WORK TO BE COMPLETED
Please show every line from the entries that carries the word "each".
----- DATA IN THIS EXERCISE -----
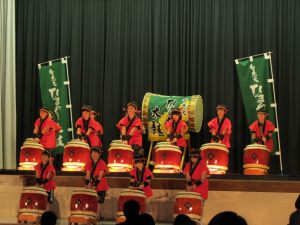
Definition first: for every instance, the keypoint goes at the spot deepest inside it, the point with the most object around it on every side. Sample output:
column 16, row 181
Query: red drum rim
column 130, row 192
column 120, row 147
column 257, row 146
column 34, row 190
column 36, row 146
column 253, row 165
column 167, row 149
column 119, row 165
column 73, row 164
column 85, row 191
column 77, row 143
column 26, row 211
column 164, row 166
column 192, row 216
column 188, row 194
column 215, row 146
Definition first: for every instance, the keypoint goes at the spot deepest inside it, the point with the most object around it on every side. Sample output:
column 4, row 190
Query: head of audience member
column 145, row 219
column 131, row 209
column 182, row 219
column 48, row 218
column 227, row 218
column 295, row 218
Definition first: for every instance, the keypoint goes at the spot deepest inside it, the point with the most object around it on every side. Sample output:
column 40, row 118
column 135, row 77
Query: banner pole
column 276, row 114
column 69, row 93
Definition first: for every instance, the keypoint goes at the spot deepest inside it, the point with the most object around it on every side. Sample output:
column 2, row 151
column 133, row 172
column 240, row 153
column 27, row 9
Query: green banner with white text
column 54, row 93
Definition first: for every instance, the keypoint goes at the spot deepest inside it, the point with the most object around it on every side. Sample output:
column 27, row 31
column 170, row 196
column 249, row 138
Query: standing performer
column 45, row 130
column 44, row 172
column 176, row 128
column 220, row 127
column 140, row 176
column 96, row 171
column 262, row 130
column 94, row 115
column 196, row 173
column 87, row 128
column 131, row 128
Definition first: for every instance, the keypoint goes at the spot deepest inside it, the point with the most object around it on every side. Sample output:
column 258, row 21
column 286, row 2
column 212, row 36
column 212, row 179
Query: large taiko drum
column 156, row 109
column 31, row 154
column 120, row 157
column 33, row 201
column 167, row 158
column 76, row 155
column 129, row 194
column 215, row 156
column 188, row 203
column 84, row 203
column 256, row 159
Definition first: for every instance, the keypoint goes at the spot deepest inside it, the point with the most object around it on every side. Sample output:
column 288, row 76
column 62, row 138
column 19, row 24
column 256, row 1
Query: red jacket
column 267, row 128
column 137, row 135
column 196, row 175
column 226, row 125
column 96, row 127
column 181, row 142
column 50, row 185
column 101, row 166
column 146, row 176
column 50, row 128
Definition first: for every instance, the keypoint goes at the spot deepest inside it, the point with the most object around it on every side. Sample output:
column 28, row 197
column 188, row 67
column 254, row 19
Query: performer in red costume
column 220, row 127
column 131, row 128
column 96, row 171
column 88, row 128
column 45, row 172
column 262, row 130
column 176, row 128
column 140, row 176
column 196, row 173
column 45, row 130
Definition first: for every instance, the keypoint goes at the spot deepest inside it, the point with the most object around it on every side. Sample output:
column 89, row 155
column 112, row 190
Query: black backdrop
column 121, row 49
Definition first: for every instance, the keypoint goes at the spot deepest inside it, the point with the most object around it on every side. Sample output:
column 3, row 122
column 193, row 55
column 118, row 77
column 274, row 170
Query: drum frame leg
column 25, row 218
column 81, row 220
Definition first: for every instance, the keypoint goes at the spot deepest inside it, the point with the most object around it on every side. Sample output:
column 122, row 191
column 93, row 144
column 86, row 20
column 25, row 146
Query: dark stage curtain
column 121, row 49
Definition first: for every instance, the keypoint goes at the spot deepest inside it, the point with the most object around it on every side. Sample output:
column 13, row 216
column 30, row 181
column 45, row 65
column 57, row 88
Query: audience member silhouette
column 48, row 218
column 227, row 218
column 131, row 209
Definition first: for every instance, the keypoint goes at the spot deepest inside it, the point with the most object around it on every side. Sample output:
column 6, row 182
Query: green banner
column 54, row 93
column 254, row 73
column 156, row 109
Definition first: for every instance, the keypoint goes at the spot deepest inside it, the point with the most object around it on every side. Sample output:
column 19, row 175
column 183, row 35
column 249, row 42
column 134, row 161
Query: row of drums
column 166, row 158
column 84, row 203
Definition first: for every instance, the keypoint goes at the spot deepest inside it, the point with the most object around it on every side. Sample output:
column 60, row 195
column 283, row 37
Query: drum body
column 84, row 203
column 256, row 159
column 30, row 154
column 190, row 204
column 215, row 156
column 33, row 201
column 76, row 155
column 120, row 157
column 167, row 158
column 156, row 109
column 129, row 194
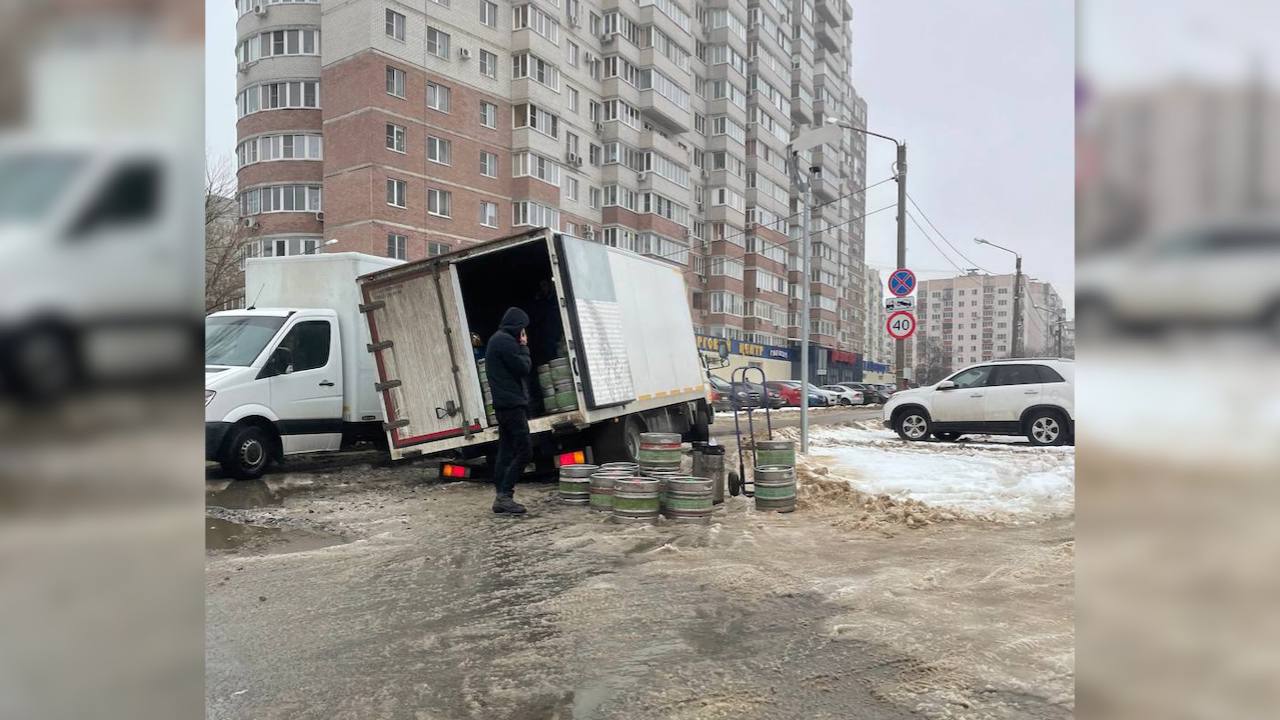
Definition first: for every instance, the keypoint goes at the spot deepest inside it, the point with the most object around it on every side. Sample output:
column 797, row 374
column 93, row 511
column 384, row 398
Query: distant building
column 1157, row 159
column 970, row 319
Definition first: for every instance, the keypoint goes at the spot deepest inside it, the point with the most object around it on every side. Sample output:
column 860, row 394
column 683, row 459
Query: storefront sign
column 712, row 343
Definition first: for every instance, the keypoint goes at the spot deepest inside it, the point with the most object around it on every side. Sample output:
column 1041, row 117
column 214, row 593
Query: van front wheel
column 247, row 452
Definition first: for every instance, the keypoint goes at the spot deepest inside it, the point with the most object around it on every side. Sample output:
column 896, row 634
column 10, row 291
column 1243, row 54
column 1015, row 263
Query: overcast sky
column 983, row 94
column 219, row 78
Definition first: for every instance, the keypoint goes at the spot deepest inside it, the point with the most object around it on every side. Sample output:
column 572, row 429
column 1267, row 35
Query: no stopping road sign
column 901, row 282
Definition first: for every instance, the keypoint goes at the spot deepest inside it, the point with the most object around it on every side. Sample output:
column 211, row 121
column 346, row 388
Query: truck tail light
column 574, row 458
column 448, row 470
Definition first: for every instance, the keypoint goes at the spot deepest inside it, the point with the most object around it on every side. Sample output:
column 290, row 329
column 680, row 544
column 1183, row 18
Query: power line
column 972, row 264
column 786, row 246
column 926, row 233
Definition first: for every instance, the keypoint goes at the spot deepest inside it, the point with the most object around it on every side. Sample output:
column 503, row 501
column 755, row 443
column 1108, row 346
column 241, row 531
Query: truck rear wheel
column 247, row 452
column 620, row 441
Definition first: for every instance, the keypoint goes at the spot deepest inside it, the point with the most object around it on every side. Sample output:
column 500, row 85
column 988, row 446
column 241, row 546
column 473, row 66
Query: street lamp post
column 813, row 137
column 1018, row 296
column 900, row 176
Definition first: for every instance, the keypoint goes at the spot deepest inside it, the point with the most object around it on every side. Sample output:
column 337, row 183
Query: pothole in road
column 224, row 536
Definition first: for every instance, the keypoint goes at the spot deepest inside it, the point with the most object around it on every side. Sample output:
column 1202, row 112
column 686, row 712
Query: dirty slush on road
column 374, row 592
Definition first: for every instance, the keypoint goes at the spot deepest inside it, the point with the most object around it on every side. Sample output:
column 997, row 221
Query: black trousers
column 513, row 450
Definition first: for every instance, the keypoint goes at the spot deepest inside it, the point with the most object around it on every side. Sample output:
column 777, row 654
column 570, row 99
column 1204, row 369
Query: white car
column 1216, row 273
column 844, row 395
column 1023, row 396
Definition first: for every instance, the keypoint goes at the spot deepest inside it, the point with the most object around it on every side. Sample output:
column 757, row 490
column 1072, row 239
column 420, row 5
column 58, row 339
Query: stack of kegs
column 709, row 463
column 556, row 382
column 776, row 475
column 487, row 392
column 575, row 483
column 659, row 452
column 688, row 500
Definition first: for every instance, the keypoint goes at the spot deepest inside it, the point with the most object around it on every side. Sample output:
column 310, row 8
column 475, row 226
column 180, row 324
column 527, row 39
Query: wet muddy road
column 385, row 596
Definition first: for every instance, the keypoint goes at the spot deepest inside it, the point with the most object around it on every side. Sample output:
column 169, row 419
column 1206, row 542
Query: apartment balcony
column 801, row 108
column 828, row 36
column 830, row 10
column 663, row 112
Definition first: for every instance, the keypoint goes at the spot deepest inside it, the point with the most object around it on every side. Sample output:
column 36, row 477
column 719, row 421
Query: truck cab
column 293, row 374
column 273, row 386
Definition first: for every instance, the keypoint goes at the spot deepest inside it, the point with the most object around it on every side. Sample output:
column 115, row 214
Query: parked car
column 871, row 392
column 728, row 396
column 1034, row 397
column 722, row 393
column 790, row 393
column 1178, row 278
column 845, row 395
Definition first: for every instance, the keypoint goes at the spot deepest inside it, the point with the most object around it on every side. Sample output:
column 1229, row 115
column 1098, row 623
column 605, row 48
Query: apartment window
column 528, row 65
column 488, row 164
column 394, row 82
column 438, row 42
column 394, row 28
column 397, row 191
column 488, row 64
column 394, row 137
column 438, row 98
column 439, row 203
column 439, row 150
column 396, row 244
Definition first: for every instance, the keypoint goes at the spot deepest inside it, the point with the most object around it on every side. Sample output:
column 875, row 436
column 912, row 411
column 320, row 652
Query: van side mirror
column 280, row 363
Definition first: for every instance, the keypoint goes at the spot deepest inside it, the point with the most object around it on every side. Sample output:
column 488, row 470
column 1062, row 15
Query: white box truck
column 621, row 319
column 292, row 373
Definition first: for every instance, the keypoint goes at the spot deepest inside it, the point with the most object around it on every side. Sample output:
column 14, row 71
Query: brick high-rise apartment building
column 410, row 128
column 970, row 319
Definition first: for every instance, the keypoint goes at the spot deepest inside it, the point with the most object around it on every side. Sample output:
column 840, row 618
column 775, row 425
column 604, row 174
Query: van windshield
column 238, row 340
column 32, row 182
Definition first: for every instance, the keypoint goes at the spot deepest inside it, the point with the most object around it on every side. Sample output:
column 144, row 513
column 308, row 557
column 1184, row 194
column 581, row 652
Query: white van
column 293, row 373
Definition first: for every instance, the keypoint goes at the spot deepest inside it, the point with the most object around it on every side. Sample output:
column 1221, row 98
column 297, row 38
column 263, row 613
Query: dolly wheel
column 735, row 484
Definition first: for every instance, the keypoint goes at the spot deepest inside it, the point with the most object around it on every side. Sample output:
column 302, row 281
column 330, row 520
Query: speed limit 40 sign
column 900, row 324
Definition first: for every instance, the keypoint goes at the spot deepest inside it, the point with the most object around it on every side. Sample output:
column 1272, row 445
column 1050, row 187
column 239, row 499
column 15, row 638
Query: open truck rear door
column 425, row 370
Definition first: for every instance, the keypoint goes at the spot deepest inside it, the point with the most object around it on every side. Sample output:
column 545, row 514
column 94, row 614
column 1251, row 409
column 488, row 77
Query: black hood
column 513, row 320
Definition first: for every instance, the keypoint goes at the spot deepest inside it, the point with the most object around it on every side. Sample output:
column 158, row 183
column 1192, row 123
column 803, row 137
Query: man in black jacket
column 508, row 365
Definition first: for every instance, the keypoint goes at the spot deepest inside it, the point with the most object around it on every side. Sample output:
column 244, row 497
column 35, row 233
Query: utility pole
column 1057, row 337
column 807, row 187
column 1018, row 308
column 900, row 171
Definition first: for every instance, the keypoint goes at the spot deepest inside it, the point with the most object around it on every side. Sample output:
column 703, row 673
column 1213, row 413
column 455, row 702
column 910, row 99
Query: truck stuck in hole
column 389, row 355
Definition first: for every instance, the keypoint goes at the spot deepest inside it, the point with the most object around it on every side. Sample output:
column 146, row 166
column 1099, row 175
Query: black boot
column 506, row 504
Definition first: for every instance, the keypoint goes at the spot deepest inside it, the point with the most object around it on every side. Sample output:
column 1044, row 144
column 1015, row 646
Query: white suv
column 1028, row 396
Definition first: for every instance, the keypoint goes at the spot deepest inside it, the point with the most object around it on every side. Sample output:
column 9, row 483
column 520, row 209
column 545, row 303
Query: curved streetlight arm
column 981, row 241
column 864, row 131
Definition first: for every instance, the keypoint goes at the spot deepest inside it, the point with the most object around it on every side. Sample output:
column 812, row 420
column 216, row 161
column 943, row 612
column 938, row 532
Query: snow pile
column 981, row 478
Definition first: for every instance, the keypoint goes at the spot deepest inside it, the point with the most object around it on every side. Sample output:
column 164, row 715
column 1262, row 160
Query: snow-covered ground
column 982, row 474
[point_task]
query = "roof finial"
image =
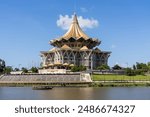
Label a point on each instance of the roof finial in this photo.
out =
(75, 20)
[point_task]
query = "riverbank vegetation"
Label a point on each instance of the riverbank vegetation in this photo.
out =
(106, 77)
(132, 84)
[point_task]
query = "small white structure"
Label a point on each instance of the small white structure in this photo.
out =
(16, 72)
(52, 71)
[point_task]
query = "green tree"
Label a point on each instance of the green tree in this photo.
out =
(130, 72)
(2, 65)
(16, 69)
(8, 69)
(117, 67)
(134, 67)
(24, 70)
(78, 68)
(34, 70)
(103, 67)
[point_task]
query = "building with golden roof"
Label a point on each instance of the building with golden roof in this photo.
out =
-----
WRITTEN RESPONSE
Label a point on each instance of the roof finial in this photo.
Label a point on each instance of the riverbank vegetation in this photo.
Label a point on each instance of the small white structure in this photo.
Label a point on each instance of the green tree in this photo.
Label a point on each instance of the building with golden roof in this photo.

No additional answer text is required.